*** Supplied records
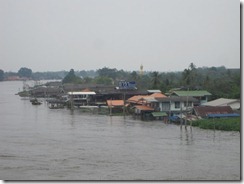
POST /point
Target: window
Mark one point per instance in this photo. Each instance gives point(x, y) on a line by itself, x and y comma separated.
point(177, 105)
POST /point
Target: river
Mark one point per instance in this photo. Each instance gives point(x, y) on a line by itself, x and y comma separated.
point(38, 143)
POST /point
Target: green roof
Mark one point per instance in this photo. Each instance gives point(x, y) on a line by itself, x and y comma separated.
point(192, 93)
point(159, 114)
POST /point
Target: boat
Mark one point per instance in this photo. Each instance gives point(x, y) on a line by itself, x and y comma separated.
point(36, 102)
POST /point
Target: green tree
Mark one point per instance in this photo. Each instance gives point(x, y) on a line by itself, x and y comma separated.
point(155, 80)
point(1, 75)
point(71, 78)
point(25, 72)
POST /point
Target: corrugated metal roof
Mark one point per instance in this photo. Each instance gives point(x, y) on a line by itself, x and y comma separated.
point(221, 102)
point(159, 114)
point(192, 93)
point(223, 115)
point(177, 99)
point(204, 111)
point(158, 95)
point(81, 93)
point(153, 91)
point(144, 108)
point(115, 103)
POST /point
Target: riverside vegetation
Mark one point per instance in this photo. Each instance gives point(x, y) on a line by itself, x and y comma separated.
point(226, 124)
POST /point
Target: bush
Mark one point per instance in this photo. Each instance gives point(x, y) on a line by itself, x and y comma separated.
point(227, 124)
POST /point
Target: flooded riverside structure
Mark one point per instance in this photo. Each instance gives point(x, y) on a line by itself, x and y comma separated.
point(39, 143)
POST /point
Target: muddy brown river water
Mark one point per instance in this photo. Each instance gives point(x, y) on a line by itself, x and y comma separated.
point(38, 143)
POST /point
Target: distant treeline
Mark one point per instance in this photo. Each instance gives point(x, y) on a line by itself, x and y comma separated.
point(220, 81)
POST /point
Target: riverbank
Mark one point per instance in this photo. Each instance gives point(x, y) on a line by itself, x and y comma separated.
point(226, 124)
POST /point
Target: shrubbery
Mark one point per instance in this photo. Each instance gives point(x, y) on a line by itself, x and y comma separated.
point(227, 124)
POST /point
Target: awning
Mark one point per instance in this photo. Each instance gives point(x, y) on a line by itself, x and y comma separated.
point(159, 114)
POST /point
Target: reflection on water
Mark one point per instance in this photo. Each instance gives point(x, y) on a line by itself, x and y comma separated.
point(186, 136)
point(39, 143)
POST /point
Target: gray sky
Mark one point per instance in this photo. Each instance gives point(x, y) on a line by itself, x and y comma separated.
point(162, 35)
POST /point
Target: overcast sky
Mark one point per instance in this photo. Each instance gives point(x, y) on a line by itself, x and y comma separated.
point(162, 35)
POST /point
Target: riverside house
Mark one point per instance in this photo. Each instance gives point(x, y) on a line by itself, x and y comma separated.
point(201, 95)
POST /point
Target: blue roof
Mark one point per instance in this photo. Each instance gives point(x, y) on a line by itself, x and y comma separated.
point(223, 115)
******
Description of the task
Write down how many lines in the data contain "water". Add nothing else.

Exercise answer
2